** Opening Provided records block **
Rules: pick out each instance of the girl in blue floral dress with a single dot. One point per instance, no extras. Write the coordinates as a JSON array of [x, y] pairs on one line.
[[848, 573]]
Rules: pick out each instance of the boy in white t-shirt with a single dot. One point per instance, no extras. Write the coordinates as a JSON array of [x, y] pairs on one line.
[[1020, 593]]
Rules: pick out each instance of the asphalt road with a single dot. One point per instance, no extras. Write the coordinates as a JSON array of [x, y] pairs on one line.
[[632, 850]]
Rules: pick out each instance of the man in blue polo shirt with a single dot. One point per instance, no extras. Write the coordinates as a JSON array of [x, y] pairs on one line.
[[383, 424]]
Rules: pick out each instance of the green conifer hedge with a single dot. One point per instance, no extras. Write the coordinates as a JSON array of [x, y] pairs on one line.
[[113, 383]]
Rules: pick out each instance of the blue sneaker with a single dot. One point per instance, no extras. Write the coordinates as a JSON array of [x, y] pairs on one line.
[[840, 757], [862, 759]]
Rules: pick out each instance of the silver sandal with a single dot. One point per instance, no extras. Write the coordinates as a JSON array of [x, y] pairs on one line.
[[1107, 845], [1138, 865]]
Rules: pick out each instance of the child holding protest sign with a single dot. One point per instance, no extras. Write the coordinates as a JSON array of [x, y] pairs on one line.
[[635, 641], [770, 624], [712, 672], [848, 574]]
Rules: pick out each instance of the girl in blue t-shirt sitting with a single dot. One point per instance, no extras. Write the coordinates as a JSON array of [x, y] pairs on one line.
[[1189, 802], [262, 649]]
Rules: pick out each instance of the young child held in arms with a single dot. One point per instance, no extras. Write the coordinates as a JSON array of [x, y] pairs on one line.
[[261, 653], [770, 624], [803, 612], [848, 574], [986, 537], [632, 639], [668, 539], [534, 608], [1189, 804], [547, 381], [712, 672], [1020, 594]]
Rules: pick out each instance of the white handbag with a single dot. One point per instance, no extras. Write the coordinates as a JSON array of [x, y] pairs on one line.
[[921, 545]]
** Closing Provided records block **
== What you are asked to do ==
Nothing but the lines from the one with "Rules: pick out each instance of the girl in blue t-shirt" through the end of the data above should be reproduced, each exactly, both ends included.

== Your response ==
Rules: pick out each instance of the girl in blue t-shirt sitting with a single dot. One point per instance, no extras. Write the coordinates as a JSON array of [x, y] pairs on one line.
[[1189, 802], [262, 649]]
Rules: pick out each instance of the young child held in arms with a single dot. One point per instance, no extras. Write the coordinates as a JSON array of [x, y] pairs on one line.
[[261, 653], [770, 624], [803, 612], [848, 574], [986, 537], [632, 639], [668, 539], [534, 608], [1189, 804], [547, 381], [712, 672], [1020, 594]]
Rules: pick out each instance of the white handbag with a single dot. One point per instance, no extras. Write the coordinates as a JSON array of [x, y] pairs on one line.
[[921, 545]]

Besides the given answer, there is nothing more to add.